▸ TASK REQUIREMENTS: Would you please transcribe the data in full and exactly, excluding images?

▸ SUPPLIED ENTRIES:
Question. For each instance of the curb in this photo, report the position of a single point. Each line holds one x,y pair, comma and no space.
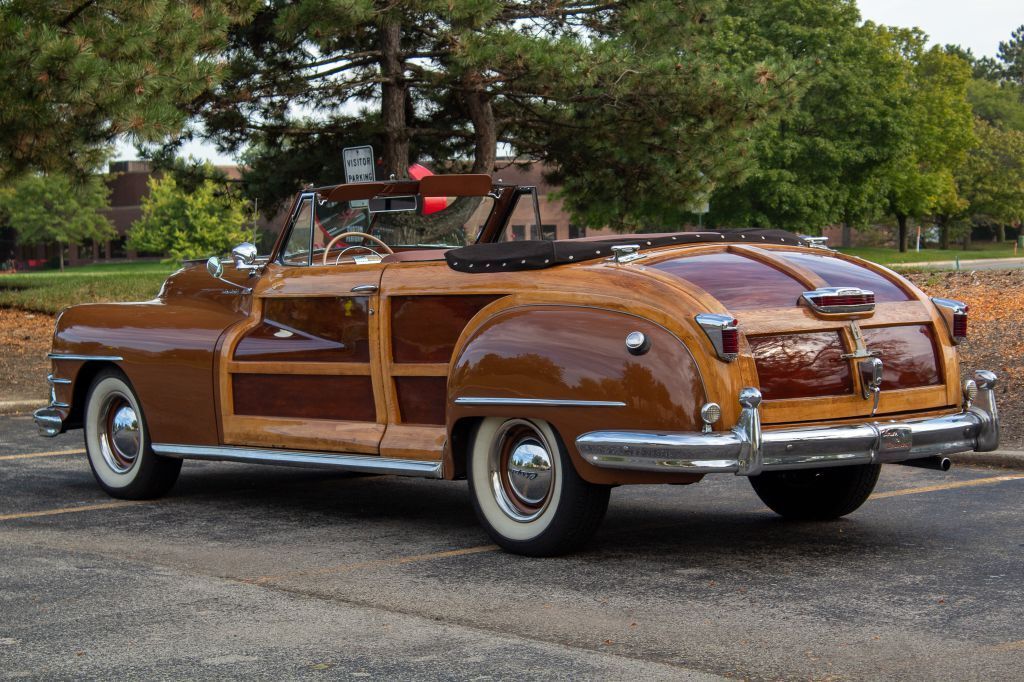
1006,459
19,407
965,264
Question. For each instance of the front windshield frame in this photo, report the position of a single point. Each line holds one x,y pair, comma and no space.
359,218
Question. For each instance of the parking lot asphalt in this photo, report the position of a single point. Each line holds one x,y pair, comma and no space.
267,572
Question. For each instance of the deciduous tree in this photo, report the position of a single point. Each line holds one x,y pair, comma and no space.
205,219
820,164
43,209
637,107
939,123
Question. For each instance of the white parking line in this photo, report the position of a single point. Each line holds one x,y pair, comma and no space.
52,453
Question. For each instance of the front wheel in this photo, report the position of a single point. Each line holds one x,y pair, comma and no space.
816,495
525,491
118,442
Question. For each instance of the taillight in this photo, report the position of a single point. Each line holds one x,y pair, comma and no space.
960,325
839,300
730,341
954,314
723,332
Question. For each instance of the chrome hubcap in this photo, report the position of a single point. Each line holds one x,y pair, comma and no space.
521,470
120,434
529,471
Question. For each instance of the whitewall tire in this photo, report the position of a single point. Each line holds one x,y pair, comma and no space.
525,491
118,443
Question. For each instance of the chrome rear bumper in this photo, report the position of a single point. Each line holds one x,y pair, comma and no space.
748,451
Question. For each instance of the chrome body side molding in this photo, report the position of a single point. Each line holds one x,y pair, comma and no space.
539,402
359,463
748,451
74,356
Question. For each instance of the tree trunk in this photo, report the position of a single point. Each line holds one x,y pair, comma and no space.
482,116
393,95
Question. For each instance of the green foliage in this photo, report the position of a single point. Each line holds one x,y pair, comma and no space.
1011,53
978,251
939,124
51,292
998,103
819,164
992,176
53,208
204,221
77,75
634,104
648,116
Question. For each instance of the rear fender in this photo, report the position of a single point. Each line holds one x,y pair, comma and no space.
568,365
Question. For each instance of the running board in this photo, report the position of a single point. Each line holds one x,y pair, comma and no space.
291,458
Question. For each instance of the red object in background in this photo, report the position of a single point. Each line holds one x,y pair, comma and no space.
430,204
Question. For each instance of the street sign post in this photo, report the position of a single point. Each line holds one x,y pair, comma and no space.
359,165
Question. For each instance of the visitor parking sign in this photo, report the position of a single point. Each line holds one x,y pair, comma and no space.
358,164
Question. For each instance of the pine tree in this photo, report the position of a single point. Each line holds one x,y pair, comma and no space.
637,107
77,75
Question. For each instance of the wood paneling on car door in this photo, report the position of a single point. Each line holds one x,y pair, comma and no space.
304,396
312,330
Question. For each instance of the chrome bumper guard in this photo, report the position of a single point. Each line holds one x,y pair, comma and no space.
749,451
49,420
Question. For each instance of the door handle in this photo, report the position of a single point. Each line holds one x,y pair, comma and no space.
365,289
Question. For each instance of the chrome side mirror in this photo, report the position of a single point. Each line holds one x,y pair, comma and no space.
215,267
244,256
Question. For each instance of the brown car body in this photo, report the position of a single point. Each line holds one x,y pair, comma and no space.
400,358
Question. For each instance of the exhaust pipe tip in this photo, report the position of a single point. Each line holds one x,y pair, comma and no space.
936,462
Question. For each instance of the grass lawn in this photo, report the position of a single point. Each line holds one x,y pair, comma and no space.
894,257
50,291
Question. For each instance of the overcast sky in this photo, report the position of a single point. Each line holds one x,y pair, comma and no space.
979,25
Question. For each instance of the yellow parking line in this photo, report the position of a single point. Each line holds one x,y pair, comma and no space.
947,486
371,564
72,510
52,453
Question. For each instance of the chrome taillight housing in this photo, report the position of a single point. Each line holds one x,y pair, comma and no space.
723,331
954,314
839,300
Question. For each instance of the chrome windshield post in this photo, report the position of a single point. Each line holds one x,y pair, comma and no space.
984,408
751,459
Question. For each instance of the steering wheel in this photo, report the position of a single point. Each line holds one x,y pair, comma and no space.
364,236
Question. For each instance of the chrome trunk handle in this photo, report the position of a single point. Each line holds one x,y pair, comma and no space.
365,289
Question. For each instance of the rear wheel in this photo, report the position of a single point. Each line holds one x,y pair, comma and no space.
525,491
118,443
816,494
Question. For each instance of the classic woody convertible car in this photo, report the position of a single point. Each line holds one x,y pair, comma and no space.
377,338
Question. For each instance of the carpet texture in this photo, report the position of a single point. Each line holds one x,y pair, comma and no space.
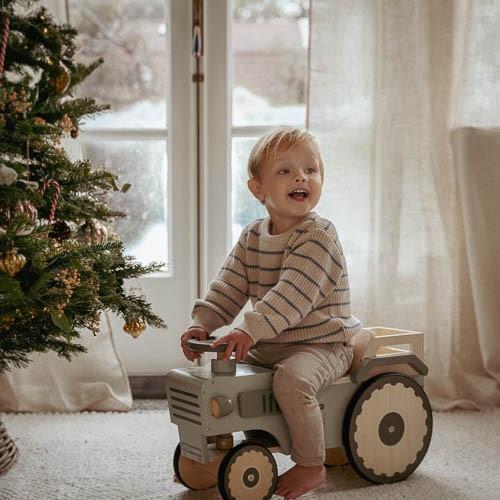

▸ ANSWER TO THE PROBLEM:
Question. For each instance of the curb in this photo, report the position of a single point. Each line holds one x,y pair, comma and no space.
1006,459
19,407
965,264
Question. For each instance of the front windshield frame in this photo, report the position of a single point. Each line holds one x,y pair, comma and no space.
359,218
Question. For each instance of the parking lot asphalt in this photo, report the position of a single point. Each line holds one x,y pair, comma and no space.
267,572
Question. For each instance of the deciduous tree in this photo, report the position of a single point. Each line holds one x,y pair, comma and no space.
205,219
820,164
43,209
637,107
939,123
Question. For each instance of the white parking line in this photo, report the position of a single point. Each line holds one x,y pair, comma and no space.
52,453
Question. For each instance of the front wheel in this photo, report the position of a single point. Each line holds one x,y pair, comma and no space.
816,495
525,491
118,442
Question. For each instance of the taillight in this photo, report the position of a single point. Each line holds one x,y pair, comma and no space.
960,325
839,300
730,341
954,314
723,332
Question. For each instance of the chrome hubcap in this photo, report the position of a single point. Each line holds one x,y pair, comma and no space.
521,470
120,434
529,471
Question. For each instance of the whitewall tire in this photo, report the position of a single point. Each line holds one x,y pair, comma and no space.
525,491
118,443
Question. For each instance of the chrome rear bumper in this photo, report the position of a single point. Each line holds one x,y pair, comma and no space.
748,451
Question. For each instance of the chrome body side molding in this photo, report the position of a single point. Each line holds one x,y pair, comma and no space.
539,402
359,463
748,451
74,356
Question. For each instance of the tree trunk in this photo, report the position of a single point. Each line holds one x,y pair, comma and no space.
482,116
393,95
Question. For each instance of the green foliage in this photo, report the position of a single point. Each line holds one x,y pair, comma and no space.
1011,53
978,251
939,124
51,292
998,103
819,164
992,176
53,208
204,221
77,75
634,104
648,116
Question. For each instance of the rear fender in this photo, report the position of a single point. Each line holds one x,y pair, comma and no space.
568,365
Question. For each instance of the running board in this photo, report the position of a single point. Each line holds one x,y pair, comma and no space.
291,458
Question. For each instance of the red object in background in this photo, report the position of a single point. Each line holds one x,y pair, comma and no space.
430,204
Question. For each instance of the street sign post in this photo, report the position of a single point. Each line holds one x,y pair, comma and no space.
359,165
Question. For each instance of the visitor parking sign in this photo, report the position of a single point. Each line holds one x,y pair, comma and no space.
358,164
Question. For each instance of the pine tree in this photo, report the position of a single point. Each line holds one x,y pair, comma and no space.
637,107
77,75
Question. For each instance of the wood paneling on car door in this photo, report the position of a single point. Each line holds one x,y pair, comma and no space.
304,396
312,330
Question. For each instance of the chrome bumper guard in this photo, report the position of a single point. Each line holds one x,y pair, comma and no space.
749,451
49,420
Question. For each instance of the door handle in this photo, report the position of a single point. Each line holds one x,y pair, comma and no space.
365,289
Question. For each instance of the chrome side mirror in this photo, report the position of a single point. Each line holds one x,y pair, comma and no space.
215,267
244,256
Question. For each instance of the brown car body in this photo, report the position of a single point. Each line holds one x,y pair, comma and no space.
400,358
Question. For each instance of the exhaust pipe tip in this photo, report the position of a single point. Each line holds one x,y pair, comma and no space.
936,462
Question. For each instance of the grass lawn in this photo, report the position of a single point. Each line holds one x,y pair, comma and no space.
894,257
50,291
Question. For each instance of the overcast sky in this photo, report the position of a single point. Each line holds one x,y pair, comma and no space.
979,25
Question. For each instance of the yellow parking line in this photo, report the position of a single point. Each line holds one x,y pair, comma and no space.
947,486
371,564
72,510
52,453
Question. For each instance of the chrome taillight housing in this photo, report the position of a single point. Each line holds one x,y pair, comma and no space.
723,331
954,314
839,300
Question. For each instance of the chrome windshield post in this photo, report the position of a single point. Each line holds one x,y pair, comma and no space.
984,408
751,459
Question. For each instance of the steering wheel in this photo, report the position of a single point. Each line holds one x,y pair, comma and no space.
364,236
Question. For each instance of the chrome trunk handle in this photo, report the position of a single point. Each line holds one x,y pair, comma and no space.
365,289
Question. For each instance of the rear wheel in this photo, report the position of a single point. Each line holds one x,y pair, comma and no space.
525,491
118,443
816,494
Question. For each instance of the classic woody convertible car in this photo, report the position of a single point. Each line holds one x,y pair, comma and no space.
377,338
Question. For each instance of the carpet texture in this photo, report the position of a single point. Each line holds one x,y pair, comma and no space.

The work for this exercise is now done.